___ DATA EXTRACTS ___
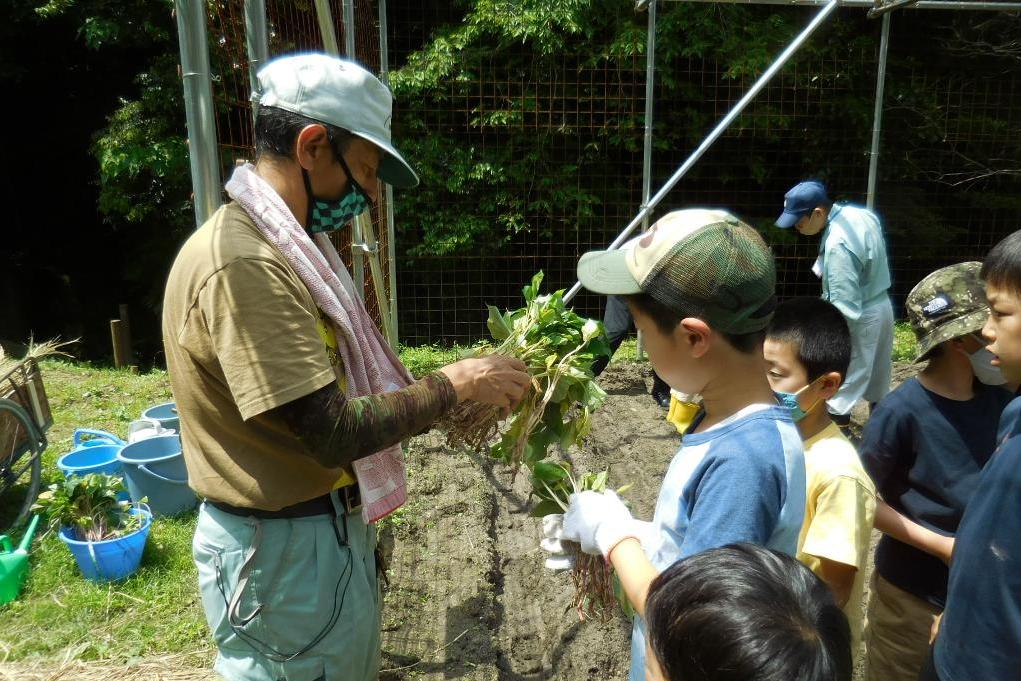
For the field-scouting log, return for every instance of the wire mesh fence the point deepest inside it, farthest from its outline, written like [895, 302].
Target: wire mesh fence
[572, 127]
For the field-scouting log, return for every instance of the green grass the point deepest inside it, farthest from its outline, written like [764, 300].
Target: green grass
[153, 612]
[156, 611]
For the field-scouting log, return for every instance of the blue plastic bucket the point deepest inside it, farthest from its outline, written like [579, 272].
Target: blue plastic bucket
[154, 469]
[93, 458]
[97, 438]
[111, 558]
[165, 414]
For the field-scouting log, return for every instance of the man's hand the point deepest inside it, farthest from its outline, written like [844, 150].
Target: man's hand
[493, 380]
[598, 521]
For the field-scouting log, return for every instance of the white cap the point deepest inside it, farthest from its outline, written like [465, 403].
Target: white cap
[340, 93]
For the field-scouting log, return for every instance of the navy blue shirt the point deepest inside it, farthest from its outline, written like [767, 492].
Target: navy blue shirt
[925, 453]
[980, 635]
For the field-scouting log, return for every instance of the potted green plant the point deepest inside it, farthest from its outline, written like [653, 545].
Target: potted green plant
[106, 536]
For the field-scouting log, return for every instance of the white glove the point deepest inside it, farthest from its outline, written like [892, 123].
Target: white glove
[552, 531]
[598, 521]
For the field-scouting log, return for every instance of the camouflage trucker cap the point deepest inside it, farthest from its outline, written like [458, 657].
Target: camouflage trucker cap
[947, 303]
[697, 262]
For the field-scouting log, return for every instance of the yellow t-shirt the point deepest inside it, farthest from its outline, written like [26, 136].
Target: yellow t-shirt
[840, 505]
[240, 330]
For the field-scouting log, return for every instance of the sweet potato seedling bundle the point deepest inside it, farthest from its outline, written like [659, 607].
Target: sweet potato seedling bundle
[558, 348]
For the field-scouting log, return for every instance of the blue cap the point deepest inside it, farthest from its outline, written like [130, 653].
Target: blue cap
[799, 201]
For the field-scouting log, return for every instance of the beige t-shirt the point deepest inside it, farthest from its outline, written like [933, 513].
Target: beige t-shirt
[241, 339]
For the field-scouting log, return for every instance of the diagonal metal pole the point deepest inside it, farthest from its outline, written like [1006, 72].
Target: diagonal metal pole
[877, 114]
[735, 111]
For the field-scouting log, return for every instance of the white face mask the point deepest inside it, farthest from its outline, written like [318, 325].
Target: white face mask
[984, 371]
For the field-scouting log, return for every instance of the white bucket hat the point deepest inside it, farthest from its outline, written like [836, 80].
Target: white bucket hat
[340, 93]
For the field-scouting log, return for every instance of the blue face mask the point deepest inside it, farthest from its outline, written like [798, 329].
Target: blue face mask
[789, 400]
[332, 215]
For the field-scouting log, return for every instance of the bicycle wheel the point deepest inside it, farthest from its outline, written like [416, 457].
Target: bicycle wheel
[20, 469]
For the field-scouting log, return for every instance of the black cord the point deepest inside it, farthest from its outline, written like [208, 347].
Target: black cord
[268, 650]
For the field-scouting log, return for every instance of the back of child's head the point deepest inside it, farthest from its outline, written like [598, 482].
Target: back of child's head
[693, 263]
[742, 613]
[1002, 268]
[817, 332]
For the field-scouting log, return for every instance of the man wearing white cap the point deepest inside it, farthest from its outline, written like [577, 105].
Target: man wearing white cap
[292, 405]
[856, 278]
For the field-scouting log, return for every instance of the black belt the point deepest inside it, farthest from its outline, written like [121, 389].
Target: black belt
[350, 499]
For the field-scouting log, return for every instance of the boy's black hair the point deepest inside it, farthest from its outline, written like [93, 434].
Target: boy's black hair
[1002, 266]
[817, 331]
[277, 130]
[742, 613]
[667, 319]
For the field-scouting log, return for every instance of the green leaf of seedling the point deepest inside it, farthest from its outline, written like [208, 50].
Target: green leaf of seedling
[549, 472]
[499, 327]
[591, 330]
[532, 290]
[598, 347]
[545, 507]
[595, 481]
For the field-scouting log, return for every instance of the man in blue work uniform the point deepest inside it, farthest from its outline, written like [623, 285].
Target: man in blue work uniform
[856, 276]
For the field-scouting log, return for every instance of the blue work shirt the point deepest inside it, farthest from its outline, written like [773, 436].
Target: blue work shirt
[853, 260]
[980, 635]
[741, 480]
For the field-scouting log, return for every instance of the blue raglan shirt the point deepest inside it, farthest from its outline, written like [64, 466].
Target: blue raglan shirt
[980, 635]
[741, 480]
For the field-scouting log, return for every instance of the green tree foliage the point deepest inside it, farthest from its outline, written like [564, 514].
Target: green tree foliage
[142, 153]
[511, 73]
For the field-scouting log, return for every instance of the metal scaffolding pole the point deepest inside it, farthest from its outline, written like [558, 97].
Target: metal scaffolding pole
[325, 18]
[202, 150]
[349, 29]
[646, 161]
[391, 232]
[870, 4]
[735, 111]
[877, 114]
[358, 248]
[257, 41]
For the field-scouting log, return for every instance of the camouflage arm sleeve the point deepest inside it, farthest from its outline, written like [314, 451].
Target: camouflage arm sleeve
[337, 430]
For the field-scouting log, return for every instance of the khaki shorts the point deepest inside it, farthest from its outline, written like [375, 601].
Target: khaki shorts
[896, 633]
[273, 588]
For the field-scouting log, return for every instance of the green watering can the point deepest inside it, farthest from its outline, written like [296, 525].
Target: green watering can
[14, 564]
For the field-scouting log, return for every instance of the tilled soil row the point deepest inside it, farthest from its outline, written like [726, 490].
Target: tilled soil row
[469, 596]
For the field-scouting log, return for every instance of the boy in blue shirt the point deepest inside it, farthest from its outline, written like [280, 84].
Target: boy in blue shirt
[980, 634]
[700, 287]
[925, 446]
[856, 277]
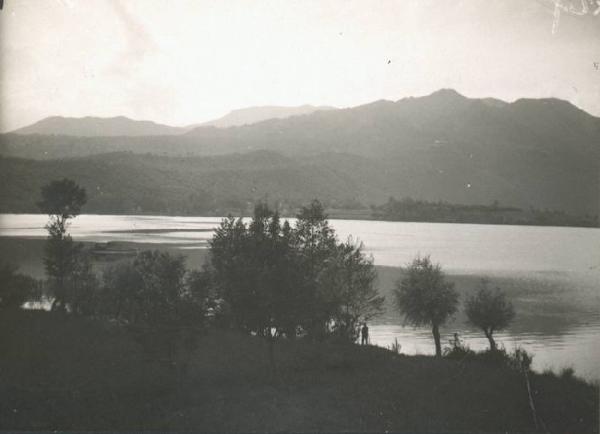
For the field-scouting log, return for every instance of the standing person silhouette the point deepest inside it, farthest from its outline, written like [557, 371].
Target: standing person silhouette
[364, 334]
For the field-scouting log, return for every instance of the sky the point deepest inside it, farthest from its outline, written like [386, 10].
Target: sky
[181, 62]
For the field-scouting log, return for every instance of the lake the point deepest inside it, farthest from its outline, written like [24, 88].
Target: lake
[552, 274]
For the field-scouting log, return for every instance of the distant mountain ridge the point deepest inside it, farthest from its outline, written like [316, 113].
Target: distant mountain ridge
[252, 115]
[90, 126]
[543, 153]
[121, 126]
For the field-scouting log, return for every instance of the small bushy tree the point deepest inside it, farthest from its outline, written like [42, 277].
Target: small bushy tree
[489, 310]
[61, 200]
[347, 289]
[425, 297]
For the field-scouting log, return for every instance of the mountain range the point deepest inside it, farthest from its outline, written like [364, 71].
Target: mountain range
[91, 126]
[543, 153]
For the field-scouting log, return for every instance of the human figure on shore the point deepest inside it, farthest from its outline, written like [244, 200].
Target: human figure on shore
[364, 334]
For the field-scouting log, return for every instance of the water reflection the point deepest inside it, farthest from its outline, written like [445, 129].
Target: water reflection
[552, 274]
[578, 348]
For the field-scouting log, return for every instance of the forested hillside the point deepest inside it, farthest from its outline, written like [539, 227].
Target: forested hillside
[530, 153]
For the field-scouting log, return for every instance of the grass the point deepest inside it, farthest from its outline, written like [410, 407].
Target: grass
[68, 373]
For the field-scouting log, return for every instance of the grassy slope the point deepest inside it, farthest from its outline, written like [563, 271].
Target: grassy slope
[71, 373]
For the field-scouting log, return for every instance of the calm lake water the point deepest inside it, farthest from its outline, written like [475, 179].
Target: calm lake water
[552, 274]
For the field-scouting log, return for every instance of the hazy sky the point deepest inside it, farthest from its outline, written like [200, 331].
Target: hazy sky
[181, 62]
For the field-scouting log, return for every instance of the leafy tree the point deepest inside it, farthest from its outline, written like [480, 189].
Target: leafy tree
[15, 288]
[255, 271]
[278, 280]
[121, 285]
[424, 297]
[61, 200]
[347, 290]
[315, 242]
[490, 311]
[162, 286]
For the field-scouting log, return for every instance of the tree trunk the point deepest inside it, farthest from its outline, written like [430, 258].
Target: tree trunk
[436, 338]
[489, 335]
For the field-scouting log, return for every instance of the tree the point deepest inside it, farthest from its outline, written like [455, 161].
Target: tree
[347, 290]
[315, 243]
[424, 297]
[162, 286]
[15, 288]
[61, 200]
[255, 270]
[489, 310]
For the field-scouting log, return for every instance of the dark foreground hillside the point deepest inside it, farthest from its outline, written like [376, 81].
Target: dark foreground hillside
[67, 373]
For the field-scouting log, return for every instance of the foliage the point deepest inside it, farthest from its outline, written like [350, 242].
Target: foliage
[425, 298]
[62, 198]
[347, 288]
[66, 269]
[279, 281]
[409, 209]
[15, 288]
[154, 289]
[457, 349]
[489, 310]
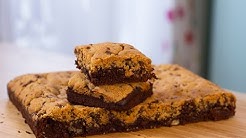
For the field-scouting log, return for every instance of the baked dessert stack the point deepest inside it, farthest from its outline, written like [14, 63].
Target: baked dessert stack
[113, 93]
[115, 76]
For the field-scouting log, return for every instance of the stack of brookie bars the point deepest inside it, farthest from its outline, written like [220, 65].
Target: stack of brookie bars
[117, 90]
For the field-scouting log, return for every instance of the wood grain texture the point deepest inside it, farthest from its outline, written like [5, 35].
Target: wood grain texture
[13, 125]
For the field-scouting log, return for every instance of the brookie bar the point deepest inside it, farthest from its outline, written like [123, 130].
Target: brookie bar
[179, 97]
[110, 63]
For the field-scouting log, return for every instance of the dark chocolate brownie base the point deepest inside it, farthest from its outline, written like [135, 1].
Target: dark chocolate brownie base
[50, 128]
[131, 100]
[115, 75]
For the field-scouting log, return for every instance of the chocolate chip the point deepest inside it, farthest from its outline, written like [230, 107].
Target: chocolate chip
[108, 52]
[29, 82]
[122, 46]
[28, 132]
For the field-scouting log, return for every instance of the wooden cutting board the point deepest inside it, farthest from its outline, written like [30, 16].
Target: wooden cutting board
[12, 125]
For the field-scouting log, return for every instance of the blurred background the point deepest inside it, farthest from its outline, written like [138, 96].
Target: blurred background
[207, 37]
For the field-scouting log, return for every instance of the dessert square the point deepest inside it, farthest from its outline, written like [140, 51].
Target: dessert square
[110, 63]
[179, 97]
[119, 97]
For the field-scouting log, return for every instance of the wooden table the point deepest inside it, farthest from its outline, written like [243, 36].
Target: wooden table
[12, 125]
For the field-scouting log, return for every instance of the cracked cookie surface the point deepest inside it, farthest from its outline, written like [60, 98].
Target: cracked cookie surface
[109, 63]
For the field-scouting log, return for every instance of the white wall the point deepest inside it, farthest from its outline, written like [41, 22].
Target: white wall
[228, 44]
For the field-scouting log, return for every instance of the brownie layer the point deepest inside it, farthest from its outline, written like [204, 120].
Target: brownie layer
[104, 61]
[120, 96]
[115, 75]
[50, 128]
[132, 99]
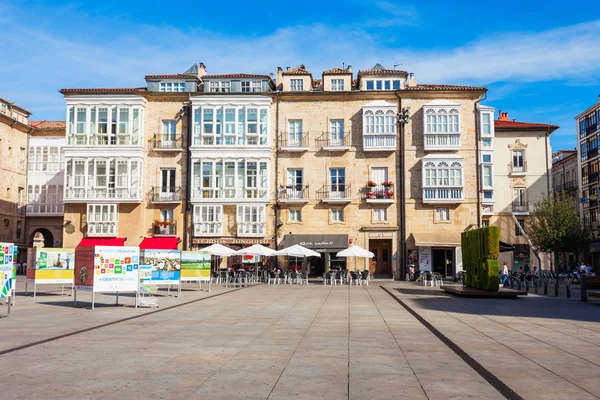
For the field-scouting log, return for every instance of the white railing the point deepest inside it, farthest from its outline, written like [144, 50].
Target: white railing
[103, 139]
[374, 142]
[442, 140]
[41, 209]
[208, 229]
[251, 228]
[229, 193]
[99, 194]
[102, 228]
[440, 194]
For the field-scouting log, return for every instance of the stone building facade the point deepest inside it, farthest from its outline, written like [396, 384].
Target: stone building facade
[14, 134]
[45, 183]
[520, 177]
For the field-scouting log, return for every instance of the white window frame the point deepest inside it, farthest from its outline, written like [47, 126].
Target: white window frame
[208, 220]
[337, 85]
[380, 214]
[443, 180]
[297, 85]
[442, 214]
[251, 220]
[102, 219]
[337, 215]
[295, 215]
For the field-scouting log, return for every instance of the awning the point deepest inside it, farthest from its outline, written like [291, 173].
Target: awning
[90, 242]
[323, 243]
[160, 243]
[441, 239]
[506, 247]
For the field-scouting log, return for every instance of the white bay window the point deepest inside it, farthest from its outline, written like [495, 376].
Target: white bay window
[105, 125]
[442, 181]
[230, 126]
[102, 219]
[230, 179]
[442, 128]
[251, 220]
[208, 220]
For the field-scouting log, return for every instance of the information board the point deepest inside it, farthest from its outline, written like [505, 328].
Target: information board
[166, 265]
[7, 254]
[195, 266]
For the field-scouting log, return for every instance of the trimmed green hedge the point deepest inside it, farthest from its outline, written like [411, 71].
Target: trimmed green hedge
[480, 249]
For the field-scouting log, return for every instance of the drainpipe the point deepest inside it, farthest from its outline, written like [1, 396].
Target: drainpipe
[188, 178]
[276, 210]
[477, 158]
[402, 194]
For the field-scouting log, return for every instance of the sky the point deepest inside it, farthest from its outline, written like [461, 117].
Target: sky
[539, 60]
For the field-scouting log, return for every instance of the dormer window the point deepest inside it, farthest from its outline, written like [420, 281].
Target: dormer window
[220, 87]
[251, 86]
[296, 85]
[383, 84]
[172, 86]
[337, 85]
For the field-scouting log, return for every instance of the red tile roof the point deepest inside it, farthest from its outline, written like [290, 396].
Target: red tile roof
[236, 76]
[337, 71]
[172, 76]
[45, 124]
[301, 70]
[102, 90]
[423, 87]
[522, 125]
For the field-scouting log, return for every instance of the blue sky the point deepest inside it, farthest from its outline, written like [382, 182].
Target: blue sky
[541, 63]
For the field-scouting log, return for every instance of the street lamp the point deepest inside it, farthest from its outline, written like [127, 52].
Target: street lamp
[402, 117]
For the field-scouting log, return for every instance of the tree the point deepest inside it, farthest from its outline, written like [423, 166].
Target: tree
[555, 226]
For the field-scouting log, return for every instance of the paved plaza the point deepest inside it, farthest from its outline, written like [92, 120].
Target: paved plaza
[302, 342]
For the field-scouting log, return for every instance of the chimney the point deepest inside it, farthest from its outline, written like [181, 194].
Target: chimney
[201, 70]
[279, 76]
[412, 82]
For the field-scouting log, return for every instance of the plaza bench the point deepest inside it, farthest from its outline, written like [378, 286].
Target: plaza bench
[590, 287]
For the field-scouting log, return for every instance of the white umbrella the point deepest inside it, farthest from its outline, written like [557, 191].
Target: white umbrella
[297, 251]
[255, 250]
[355, 251]
[219, 250]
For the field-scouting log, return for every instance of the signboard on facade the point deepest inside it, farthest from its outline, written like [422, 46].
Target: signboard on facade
[166, 265]
[50, 266]
[7, 254]
[424, 258]
[226, 241]
[195, 266]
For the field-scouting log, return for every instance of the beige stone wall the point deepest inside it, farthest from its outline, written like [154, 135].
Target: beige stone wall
[13, 146]
[420, 217]
[315, 163]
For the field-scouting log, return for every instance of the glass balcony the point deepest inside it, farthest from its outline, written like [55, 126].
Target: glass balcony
[293, 194]
[293, 141]
[167, 142]
[379, 142]
[442, 195]
[164, 228]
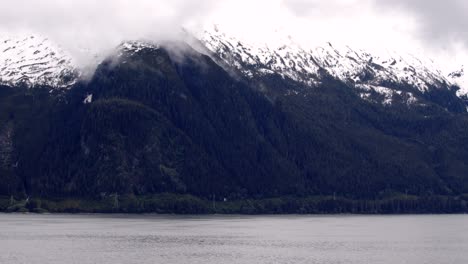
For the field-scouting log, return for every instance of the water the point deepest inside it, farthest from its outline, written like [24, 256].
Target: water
[84, 239]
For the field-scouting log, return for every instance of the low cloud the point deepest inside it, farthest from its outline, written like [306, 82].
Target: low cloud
[101, 25]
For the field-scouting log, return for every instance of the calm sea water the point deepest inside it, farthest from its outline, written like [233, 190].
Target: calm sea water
[83, 239]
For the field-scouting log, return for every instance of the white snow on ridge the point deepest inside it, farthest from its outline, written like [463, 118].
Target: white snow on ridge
[303, 64]
[34, 60]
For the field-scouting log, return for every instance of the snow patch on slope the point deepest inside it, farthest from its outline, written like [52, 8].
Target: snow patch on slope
[35, 60]
[355, 67]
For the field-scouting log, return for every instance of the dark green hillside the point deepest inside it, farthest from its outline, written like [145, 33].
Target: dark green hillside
[161, 123]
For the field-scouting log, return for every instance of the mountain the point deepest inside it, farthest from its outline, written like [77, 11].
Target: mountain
[35, 60]
[214, 120]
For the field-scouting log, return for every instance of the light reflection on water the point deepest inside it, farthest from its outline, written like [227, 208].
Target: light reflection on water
[85, 239]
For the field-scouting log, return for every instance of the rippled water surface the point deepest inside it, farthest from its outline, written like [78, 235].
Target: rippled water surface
[83, 239]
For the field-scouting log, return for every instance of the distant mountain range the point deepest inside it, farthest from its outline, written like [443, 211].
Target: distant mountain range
[216, 116]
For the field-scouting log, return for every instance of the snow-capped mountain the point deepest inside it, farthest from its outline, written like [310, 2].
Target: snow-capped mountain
[35, 60]
[384, 74]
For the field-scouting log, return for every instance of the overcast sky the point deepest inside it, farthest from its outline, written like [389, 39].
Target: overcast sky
[434, 27]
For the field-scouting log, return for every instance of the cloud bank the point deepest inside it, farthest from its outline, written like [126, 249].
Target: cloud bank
[438, 28]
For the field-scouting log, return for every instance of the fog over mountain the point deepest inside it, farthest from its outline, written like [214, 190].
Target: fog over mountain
[99, 26]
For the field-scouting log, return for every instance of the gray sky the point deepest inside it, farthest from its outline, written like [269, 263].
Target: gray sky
[435, 27]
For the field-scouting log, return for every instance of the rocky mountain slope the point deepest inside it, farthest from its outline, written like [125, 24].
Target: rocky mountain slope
[165, 118]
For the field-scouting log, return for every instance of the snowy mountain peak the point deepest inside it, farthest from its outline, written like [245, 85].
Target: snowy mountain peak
[306, 64]
[35, 60]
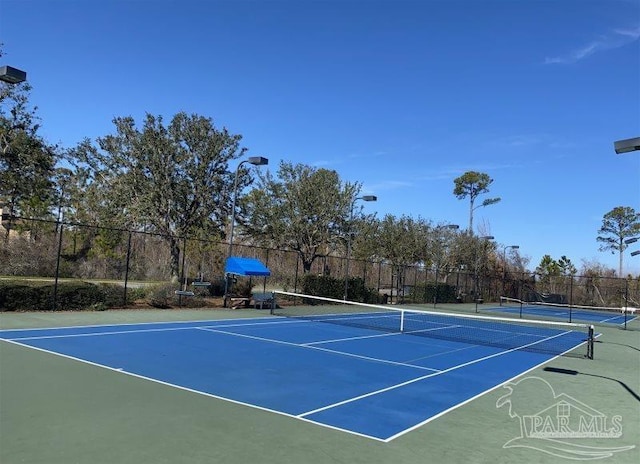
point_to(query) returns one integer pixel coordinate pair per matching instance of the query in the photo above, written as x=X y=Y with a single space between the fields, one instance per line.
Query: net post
x=521 y=303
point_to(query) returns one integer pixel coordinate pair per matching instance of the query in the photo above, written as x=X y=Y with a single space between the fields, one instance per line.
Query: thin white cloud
x=618 y=38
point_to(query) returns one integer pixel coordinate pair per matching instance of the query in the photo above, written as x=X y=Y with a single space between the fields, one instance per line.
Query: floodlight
x=12 y=75
x=627 y=145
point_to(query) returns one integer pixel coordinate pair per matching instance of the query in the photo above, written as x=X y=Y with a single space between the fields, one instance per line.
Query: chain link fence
x=53 y=250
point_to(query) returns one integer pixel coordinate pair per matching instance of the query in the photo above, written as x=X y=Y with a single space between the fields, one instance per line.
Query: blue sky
x=402 y=96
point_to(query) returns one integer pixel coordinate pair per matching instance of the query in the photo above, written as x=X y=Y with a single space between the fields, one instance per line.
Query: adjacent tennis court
x=564 y=312
x=364 y=373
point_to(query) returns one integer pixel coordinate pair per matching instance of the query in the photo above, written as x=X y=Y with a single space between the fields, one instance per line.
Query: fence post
x=55 y=283
x=126 y=271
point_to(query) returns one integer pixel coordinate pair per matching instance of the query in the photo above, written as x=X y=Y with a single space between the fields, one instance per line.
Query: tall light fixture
x=633 y=240
x=12 y=75
x=256 y=161
x=346 y=272
x=504 y=264
x=626 y=145
x=484 y=239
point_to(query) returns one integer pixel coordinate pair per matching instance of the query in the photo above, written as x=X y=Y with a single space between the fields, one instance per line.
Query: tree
x=472 y=184
x=302 y=208
x=171 y=179
x=27 y=161
x=620 y=223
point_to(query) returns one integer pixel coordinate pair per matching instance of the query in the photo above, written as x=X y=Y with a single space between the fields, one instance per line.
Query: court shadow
x=557 y=370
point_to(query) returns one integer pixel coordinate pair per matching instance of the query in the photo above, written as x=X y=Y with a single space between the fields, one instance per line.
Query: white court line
x=190 y=390
x=335 y=340
x=418 y=379
x=318 y=348
x=126 y=324
x=165 y=329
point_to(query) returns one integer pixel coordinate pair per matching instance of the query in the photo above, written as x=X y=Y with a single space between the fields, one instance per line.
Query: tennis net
x=547 y=337
x=557 y=310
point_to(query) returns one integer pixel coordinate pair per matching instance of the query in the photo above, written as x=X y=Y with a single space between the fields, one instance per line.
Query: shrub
x=332 y=287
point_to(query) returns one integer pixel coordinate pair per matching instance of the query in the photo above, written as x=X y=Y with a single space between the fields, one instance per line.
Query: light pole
x=12 y=75
x=440 y=251
x=484 y=239
x=256 y=161
x=504 y=265
x=626 y=145
x=633 y=240
x=346 y=272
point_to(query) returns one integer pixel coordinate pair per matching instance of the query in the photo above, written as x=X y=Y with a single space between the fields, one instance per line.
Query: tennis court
x=563 y=312
x=376 y=383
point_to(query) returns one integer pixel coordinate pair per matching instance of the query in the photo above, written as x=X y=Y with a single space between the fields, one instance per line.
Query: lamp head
x=12 y=75
x=258 y=160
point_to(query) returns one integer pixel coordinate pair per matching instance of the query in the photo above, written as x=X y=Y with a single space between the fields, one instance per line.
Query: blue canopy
x=246 y=266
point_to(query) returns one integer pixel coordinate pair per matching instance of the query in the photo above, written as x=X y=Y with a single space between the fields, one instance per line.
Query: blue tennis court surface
x=566 y=314
x=365 y=382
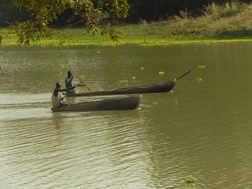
___
Please transcribe exactly the lines from the start of the records through the line containing "like [767, 492].", leaving the pictures out.

§ REPLY:
For the field-scouting log, return for every instance of the wire mesh fence the point deepest inside it, farthest from its outline, written like [895, 302].
Target: wire mesh fence
[572, 127]
For the field-scouting log, return for every instance of the green grass the point deepest inside it, farthest from its outline, written like [764, 300].
Target: green grass
[153, 612]
[156, 611]
For the field-scouting log, return for every instance of the blue plastic bucket the point deepest inside it, farthest from its outline, written like [579, 272].
Target: blue plastic bucket
[154, 469]
[93, 458]
[97, 438]
[111, 558]
[165, 414]
For the field-scouting log, return for every instance of the man's hand the point deepest inside it, farthest from its outline, written like [844, 150].
Target: man's hand
[493, 380]
[598, 521]
For the field-scouting log, return for every instance of the white cap the point deepest inside it, farthest from its outline, written like [465, 403].
Target: white cap
[340, 93]
For the field-scouting log, return for every instance of the navy blue shirt the point deepest inside it, farthest from its outline, written like [767, 492].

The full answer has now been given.